■ Text provided
▬▬▬▬▬▬▬▬▬▬

The Dance Between God and Humanity by Bruce K. Waltke
Author:Bruce K. Waltke [Waltke, Bruce K.]
Language: eng
Format: epub
Tags: REL006080
ISBN: 9781467439244
Publisher: Wm. B. Eerdmans Publishing Company
Published: 2013-09-05T00:00:00+00:00
A God-Centered Life
Evangelicals will agree, I suggest, that foundational to loving God is faith in him, fear of him, and repentance before him. In this conviction they stand in marked contrast to the contemporary world.
Pannenberg notes that since the time of the literary figure Jean Paul (1763-1825) and the philosopher G. W. F. Hegel (1770-1831) people have talked about the absence or death of God.6 In 1957, Pannenberg continues, Gabriel Vahanian used the phrase “the death of God” for his analysis of contemporary culture. What is meant by this talk is not a metaphysical thesis about the nonexistence of God but the irrelevance of God, the lack of experiencing God, in concrete experience. Modern secular culture, at least as it is represented by the news media, thinks it gets along quite well without God. Armed with technology based on scientific descriptions of the material and social universes, modern society aims to affect life and control the environment against the risk and contingencies of death and chaos. Modern man, who has expelled God from his universe, thinks he has achieved a relatively high measure of security in individual life through science, technology, and social engineering.

▬▬▬▬▬▬▬▬▬▬

[Point annotation lines]
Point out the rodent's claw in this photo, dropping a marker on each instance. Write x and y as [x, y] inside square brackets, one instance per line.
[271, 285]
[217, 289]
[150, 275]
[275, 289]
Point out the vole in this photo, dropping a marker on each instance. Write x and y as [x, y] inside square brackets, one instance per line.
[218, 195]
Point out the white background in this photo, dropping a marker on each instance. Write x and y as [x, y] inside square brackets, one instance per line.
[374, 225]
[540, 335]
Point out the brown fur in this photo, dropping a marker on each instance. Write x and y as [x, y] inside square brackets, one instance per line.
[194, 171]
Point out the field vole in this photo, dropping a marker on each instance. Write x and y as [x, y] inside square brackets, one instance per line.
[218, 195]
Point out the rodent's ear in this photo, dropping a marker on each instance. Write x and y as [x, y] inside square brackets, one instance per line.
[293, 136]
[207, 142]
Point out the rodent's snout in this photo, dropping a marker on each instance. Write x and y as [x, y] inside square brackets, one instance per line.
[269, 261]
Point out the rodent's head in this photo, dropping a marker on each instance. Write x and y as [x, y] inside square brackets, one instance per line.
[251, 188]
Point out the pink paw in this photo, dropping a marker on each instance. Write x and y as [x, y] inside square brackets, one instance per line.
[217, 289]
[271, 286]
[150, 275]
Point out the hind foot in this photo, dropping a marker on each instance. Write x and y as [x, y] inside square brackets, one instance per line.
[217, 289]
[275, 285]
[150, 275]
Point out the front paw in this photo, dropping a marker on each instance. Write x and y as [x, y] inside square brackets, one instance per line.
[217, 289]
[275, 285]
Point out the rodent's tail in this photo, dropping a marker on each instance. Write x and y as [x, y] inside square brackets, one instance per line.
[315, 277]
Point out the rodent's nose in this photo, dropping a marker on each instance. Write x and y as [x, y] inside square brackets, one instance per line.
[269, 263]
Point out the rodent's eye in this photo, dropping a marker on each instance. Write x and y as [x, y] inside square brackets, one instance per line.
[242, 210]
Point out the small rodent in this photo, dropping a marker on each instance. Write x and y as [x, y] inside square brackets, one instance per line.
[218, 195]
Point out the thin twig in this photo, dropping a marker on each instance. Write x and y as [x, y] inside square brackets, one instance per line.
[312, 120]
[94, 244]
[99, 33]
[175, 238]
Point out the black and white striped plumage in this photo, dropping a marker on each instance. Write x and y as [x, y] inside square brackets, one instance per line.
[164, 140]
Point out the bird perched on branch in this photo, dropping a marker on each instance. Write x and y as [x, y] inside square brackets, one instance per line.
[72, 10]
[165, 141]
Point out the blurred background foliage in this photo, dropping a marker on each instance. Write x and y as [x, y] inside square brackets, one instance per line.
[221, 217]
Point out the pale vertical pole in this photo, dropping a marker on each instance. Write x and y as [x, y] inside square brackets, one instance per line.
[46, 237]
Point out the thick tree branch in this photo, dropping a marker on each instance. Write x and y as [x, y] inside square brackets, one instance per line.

▬▬▬▬▬▬▬▬▬▬

■ Set of tasks
a - In the text on a God-centered life, in what year did Gabriel Vahanian use the phrase "the death of God"?
b - Write the next part of the text on a God-centered life, picking up after its last sentence.

■ Results in order
a - 1957

b -
Contemporary theologians reinforce the contemporary vox populi. Pannenberg also notes that dialectical theology by its emphasis on the absolute transcendence of God, existential theology by its denial that God is approachable as a being in himself, and Paul Tillich by his theory that God is absorbed into the world by disappearing into its “depth” — as well as other contemporary notions about God — all deny the possibility of a personal relationship with the God of Scripture.7
As a result modern culture and secular man have lost both God and meaning, sure values, and stable communities. Modern man, emancipated from God’s revelation and traditional institutions, including the church and family, is profoundly afraid of the future and lonely in the present. Pannenberg elaborates upon the consequences of loneliness.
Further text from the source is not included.